In a purely military sense, their operations so far have been brilliant. I don't think we should regard the killing of Hezbollah leaders as particularly outrageous compared to, for instance, the slaughter of civilian bystanders.

In fact, if more countries at war with one another started off by trying to kill opposing leaders rather than killing soldiers or bombing cities, then perhaps we would have fewer wars.

But this is exactly the problem. Israel has killed so many people in Gaza and now in Lebanon that it's created a circle of hatred all around itself.

Tomorrow's suicide bombers, tomorrow's enemies. For much of the world, the notion of Israel as a peaceable, democratic, cultured haven, the Israel so many of us admired for so long, is being pounded away in smoke and gunfire.

From Brazil to South Africa, it's now seen as a ruthless, no-compromise military state, uninterested in the numbers of mere outsiders, Muslims or Palestinians or Lebanese, who die whenever it's threatened. And that is surely very dangerous for Israel. Again today, Britain's been calling for restraint. We might as well be singing songs to the wind to try to stop it from blowing.

Longer term, whatever its stunning battlefield successes, I fear the state of Israel is playing a dangerous game with its very future.

But then, I'm a relentless optimist, and it was interesting that Prime Minister Benjamin Netanyahu addressed an appeal, not to Israelis, but to Iranians.

He said: "With every passing moment, the regime is bringing you, the noble Persian people, closer to the abyss; the vast majority of Iranians know their regime doesn't care a whit about them.

"If it did care, if it cared about you, it will stop wasting billions of dollars on futile wars across the Middle East. It would start improving your lives."

It's extraordinary, really, to hear Benjamin Netanyahu directly talking to the Iranian people. He seems to think that the entire region might be on the verge of a kind of revolution, particularly in countries like Syria and even in Iran itself.

» Set tasks
**1)** Answer these questions from the commentary on Israel:
(a) Which country has been calling for restraint?
(b) Which two places mark the range across which Israel is said to be seen as a ruthless military state?
(c) In which two places does the author say Israel has killed so many people?
**2)** Duplicate the passage of the commentary on Israel between "Longer term, whatever" and "whit about them.", inclusive, word for word.
**3)** For each statement, say whether it agrees with the commentary on Israel. Answer yes or no and quote the words that decide it.
(a) The author judges Israel's operations so far to have been poor in a purely military sense.
(b) The author describes himself or herself as a relentless optimist.
(c) Netanyahu addressed his appeal to Israelis.
The listing after the commentary on Israel is not needed for this work.

» Data block
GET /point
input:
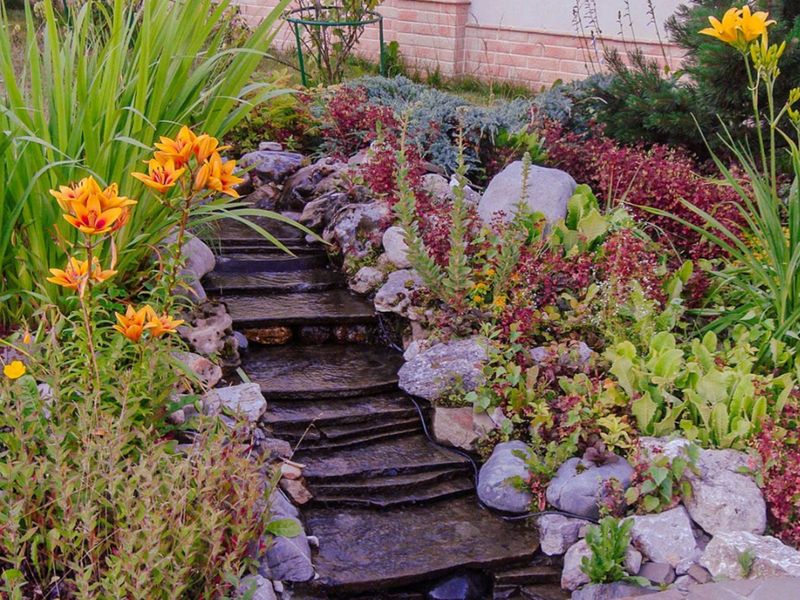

» Results for the exercise
**1)**
(a) Britain
(b) Brazil and South Africa
(c) Gaza and Lebanon

**2)**
Longer term, whatever its stunning battlefield successes, I fear the state of Israel is playing a dangerous game with its very future.

But then, I'm a relentless optimist, and it was interesting that Prime Minister Benjamin Netanyahu addressed an appeal, not to Israelis, but to Iranians.

He said: "With every passing moment, the regime is bringing you, the noble Persian people, closer to the abyss; the vast majority of Iranians know their regime doesn't care a whit about them.

**3)**
(a) No: "In a purely military sense, their operations so far have been brilliant."
(b) Yes: "I'm a relentless optimist"
(c) No: "not to Israelis, but to Iranians"